*TASK DETAILS:*
Type the records out again in full, exactly.

Labeled-object pointing entries
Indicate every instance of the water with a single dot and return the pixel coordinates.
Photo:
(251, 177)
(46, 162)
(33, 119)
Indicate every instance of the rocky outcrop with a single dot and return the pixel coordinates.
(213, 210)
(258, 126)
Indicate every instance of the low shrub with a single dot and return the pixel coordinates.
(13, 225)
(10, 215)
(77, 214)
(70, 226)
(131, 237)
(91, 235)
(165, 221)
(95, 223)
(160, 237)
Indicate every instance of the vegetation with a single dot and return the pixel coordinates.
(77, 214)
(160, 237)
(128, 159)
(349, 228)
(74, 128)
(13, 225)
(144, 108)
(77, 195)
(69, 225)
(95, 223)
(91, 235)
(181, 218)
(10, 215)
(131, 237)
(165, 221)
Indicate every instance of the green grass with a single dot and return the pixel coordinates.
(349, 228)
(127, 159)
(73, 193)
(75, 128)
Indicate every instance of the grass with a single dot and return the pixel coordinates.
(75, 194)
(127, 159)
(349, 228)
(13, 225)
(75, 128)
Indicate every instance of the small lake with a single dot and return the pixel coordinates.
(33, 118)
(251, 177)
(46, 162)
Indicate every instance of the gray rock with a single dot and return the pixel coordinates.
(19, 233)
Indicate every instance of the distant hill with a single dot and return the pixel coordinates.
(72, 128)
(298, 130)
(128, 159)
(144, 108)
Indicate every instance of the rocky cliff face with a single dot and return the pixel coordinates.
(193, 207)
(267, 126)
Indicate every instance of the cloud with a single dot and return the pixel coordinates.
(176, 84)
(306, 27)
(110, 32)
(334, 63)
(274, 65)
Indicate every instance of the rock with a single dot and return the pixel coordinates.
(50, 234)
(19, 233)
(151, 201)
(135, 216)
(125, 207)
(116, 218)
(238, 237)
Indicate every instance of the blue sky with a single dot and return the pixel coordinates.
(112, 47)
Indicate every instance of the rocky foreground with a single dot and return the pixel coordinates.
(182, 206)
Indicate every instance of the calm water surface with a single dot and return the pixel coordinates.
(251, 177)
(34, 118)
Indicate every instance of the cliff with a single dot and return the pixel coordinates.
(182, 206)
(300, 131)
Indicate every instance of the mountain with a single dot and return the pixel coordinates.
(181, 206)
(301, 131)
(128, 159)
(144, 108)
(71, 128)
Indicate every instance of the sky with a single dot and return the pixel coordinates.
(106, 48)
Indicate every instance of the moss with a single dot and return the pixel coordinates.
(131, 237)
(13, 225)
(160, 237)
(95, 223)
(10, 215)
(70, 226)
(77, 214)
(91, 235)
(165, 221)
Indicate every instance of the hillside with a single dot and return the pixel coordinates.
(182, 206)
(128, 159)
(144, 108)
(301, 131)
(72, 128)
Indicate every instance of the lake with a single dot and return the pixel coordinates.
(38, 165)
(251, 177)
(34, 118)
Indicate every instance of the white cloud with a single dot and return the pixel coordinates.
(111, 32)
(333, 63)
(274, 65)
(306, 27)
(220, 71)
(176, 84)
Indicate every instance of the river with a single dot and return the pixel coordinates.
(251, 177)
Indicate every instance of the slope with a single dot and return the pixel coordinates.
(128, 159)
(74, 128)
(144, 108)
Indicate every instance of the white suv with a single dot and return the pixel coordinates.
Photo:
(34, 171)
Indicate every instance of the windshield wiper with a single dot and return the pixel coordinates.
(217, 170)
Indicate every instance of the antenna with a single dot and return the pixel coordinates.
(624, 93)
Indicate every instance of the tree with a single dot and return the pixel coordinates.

*SOLUTION TO THE EXERCISE:*
Indicate every instance of the water with a single dot and return the pixel coordinates.
Photo:
(251, 177)
(46, 162)
(33, 119)
Indicate every instance of the rocky outcrop with a single dot and return the pixel coordinates.
(213, 210)
(258, 126)
Indicate every instance of the low shrub with a single dot and return the pixel coordinates.
(13, 225)
(10, 215)
(77, 214)
(70, 226)
(131, 237)
(91, 235)
(165, 221)
(95, 223)
(160, 237)
Indicate every instance of the vegetation with a single dot and return the pixel coordinates.
(77, 214)
(160, 237)
(128, 159)
(349, 228)
(74, 128)
(13, 225)
(144, 108)
(77, 195)
(69, 225)
(95, 223)
(91, 235)
(181, 218)
(10, 215)
(131, 237)
(165, 221)
Indicate every instance of the green grass with a single dot and return the pixel coordinates.
(349, 228)
(127, 159)
(73, 193)
(75, 128)
Indicate every instance of the grass with a single dot and return the pixel coordinates.
(75, 194)
(127, 159)
(349, 228)
(13, 225)
(75, 128)
Indicate every instance of the small lake with a single dot and return the pixel coordinates.
(33, 118)
(251, 177)
(46, 162)
Indicate every instance of the gray rock with a single dot and return the pixel coordinates.
(19, 233)
Indicate every instance of the distant hill with a single dot and return the pixel coordinates.
(72, 128)
(298, 130)
(128, 159)
(144, 108)
Indicate every instance of the rocky cliff face with a single dot and return the pixel coordinates.
(193, 207)
(267, 126)
Indicate every instance of the cloud with a single dot and return the pixel coordinates.
(176, 84)
(306, 27)
(110, 32)
(334, 63)
(274, 65)
Indicate every instance of the rock with a single dot and return the pixel coordinates.
(50, 234)
(19, 233)
(151, 201)
(135, 216)
(125, 207)
(116, 218)
(238, 237)
Indicate every instance of the blue sky with a single dot and return the pixel coordinates.
(112, 47)
Indicate every instance of the rocky foreground with a single dot and return the pixel coordinates.
(182, 206)
Indicate every instance of the calm water surface with a single dot and return the pixel coordinates.
(251, 177)
(34, 118)
Indicate every instance of the cliff with a single dot and return the pixel coordinates.
(182, 206)
(300, 131)
Indicate every instance of the mountain with a single dot and return the pixel coordinates.
(181, 206)
(301, 131)
(128, 159)
(144, 108)
(71, 128)
Indicate every instance of the sky with a single dot and return the pixel coordinates.
(106, 48)
Indicate every instance of the moss with a single dot and return the pixel coordinates.
(131, 237)
(13, 225)
(160, 237)
(95, 223)
(10, 215)
(70, 226)
(77, 214)
(91, 235)
(165, 221)
Indicate every instance of the hillside with a single dot and return the pixel coordinates.
(182, 206)
(128, 159)
(144, 108)
(301, 131)
(72, 128)
Indicate every instance of the lake with a single dot and return the pixel coordinates.
(38, 165)
(251, 177)
(34, 118)
Indicate every instance of the white cloud with a single dot and return the pixel coordinates.
(111, 32)
(333, 63)
(274, 65)
(306, 27)
(220, 71)
(176, 84)
Indicate every instance of the river with a single dot and return the pixel coordinates.
(251, 177)
Indicate every instance of the slope with a single dot and return the pixel coordinates.
(128, 159)
(74, 128)
(144, 108)
Indicate every instance of the white suv with a single dot and return the pixel coordinates.
Photo:
(34, 171)
Indicate every instance of the windshield wiper with a single dot and return the pixel coordinates.
(217, 170)
Indicate every instance of the antenna with a single dot and return the pixel coordinates.
(624, 93)
Indicate every instance of the tree with a single dot and return the pixel coordinates.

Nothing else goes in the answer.